[Collected data entries]
....

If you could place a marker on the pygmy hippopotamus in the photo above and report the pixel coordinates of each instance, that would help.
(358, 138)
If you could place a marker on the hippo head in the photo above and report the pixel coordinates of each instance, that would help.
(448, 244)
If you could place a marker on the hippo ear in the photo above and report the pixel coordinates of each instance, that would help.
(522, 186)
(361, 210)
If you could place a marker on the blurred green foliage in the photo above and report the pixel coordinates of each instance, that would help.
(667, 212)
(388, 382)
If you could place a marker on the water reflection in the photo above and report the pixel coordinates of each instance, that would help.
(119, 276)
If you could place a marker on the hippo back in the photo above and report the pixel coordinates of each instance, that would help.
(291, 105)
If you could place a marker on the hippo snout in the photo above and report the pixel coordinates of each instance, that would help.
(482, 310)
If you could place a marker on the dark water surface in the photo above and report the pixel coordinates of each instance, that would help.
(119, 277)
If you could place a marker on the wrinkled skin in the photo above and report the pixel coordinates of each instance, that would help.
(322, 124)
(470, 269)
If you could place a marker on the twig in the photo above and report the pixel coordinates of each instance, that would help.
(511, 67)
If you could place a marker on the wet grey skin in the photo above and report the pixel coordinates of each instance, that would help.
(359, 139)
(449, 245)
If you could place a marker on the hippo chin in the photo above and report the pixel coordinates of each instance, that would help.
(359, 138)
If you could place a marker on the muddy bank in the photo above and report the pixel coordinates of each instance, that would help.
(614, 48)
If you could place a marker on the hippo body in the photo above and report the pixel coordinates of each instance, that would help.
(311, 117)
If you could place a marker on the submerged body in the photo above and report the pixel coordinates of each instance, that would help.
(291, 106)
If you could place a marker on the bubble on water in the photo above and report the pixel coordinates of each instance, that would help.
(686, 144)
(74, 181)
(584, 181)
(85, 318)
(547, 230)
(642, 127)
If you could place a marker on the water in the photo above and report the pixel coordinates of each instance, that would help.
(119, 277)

....

• EXERCISE OBJECTIVE:
Your answer should consist only of the lines from the one that holds "If you could place a marker on the blurred" to the end of the entries above, both ends included, each repeated exactly.

• ANSWER TO THIS EXERCISE:
If you could place a marker on the blurred green foliage in the photo above and report the pixel coordinates of each instance, that would help.
(667, 212)
(388, 382)
If you could place a marker on the water reflection in the photo above and report the pixel coordinates of each instance, that would help.
(119, 276)
If you could place a marker on the hippo back in the photo above and report the pixel coordinates of each instance, that would help.
(291, 105)
If you could place a marker on the hippo snout in the photo above and report the pixel coordinates of each instance, that would help.
(482, 310)
If you could place a marker on the dark water surface in the photo above and report the pixel coordinates of each instance, that would help.
(119, 277)
If you could place a marker on the wrinkled skin in the photo above and report the pixel coordinates of each instance, that would help.
(322, 124)
(470, 269)
If you could place a marker on the twig in the photo above and report the pixel coordinates of each instance, that would help.
(511, 67)
If you could place a marker on the wet grey skin in the photo above and report the pixel coordinates of each instance, that would help.
(359, 139)
(449, 245)
If you could place a marker on the hippo chin in the photo above and report the pixel coordinates of each instance, that would help.
(359, 138)
If you could place a marker on the muddy bank in the photo above and report the pixel coordinates of each instance, that would help.
(614, 48)
If you could place a marker on the hippo body in the photo above and report the pixel coordinates of each instance, that would help.
(311, 117)
If you could place a marker on the submerged body in the photo above and report the pixel coordinates of each instance, that would help.
(291, 106)
If you could place a marker on the bubble on water in the photo above and report the pixel coordinates of each instance, that would help.
(686, 144)
(74, 181)
(584, 181)
(85, 318)
(547, 230)
(642, 127)
If you could place a marker on the water in the photo above and report the pixel coordinates of each instance, that would help.
(119, 277)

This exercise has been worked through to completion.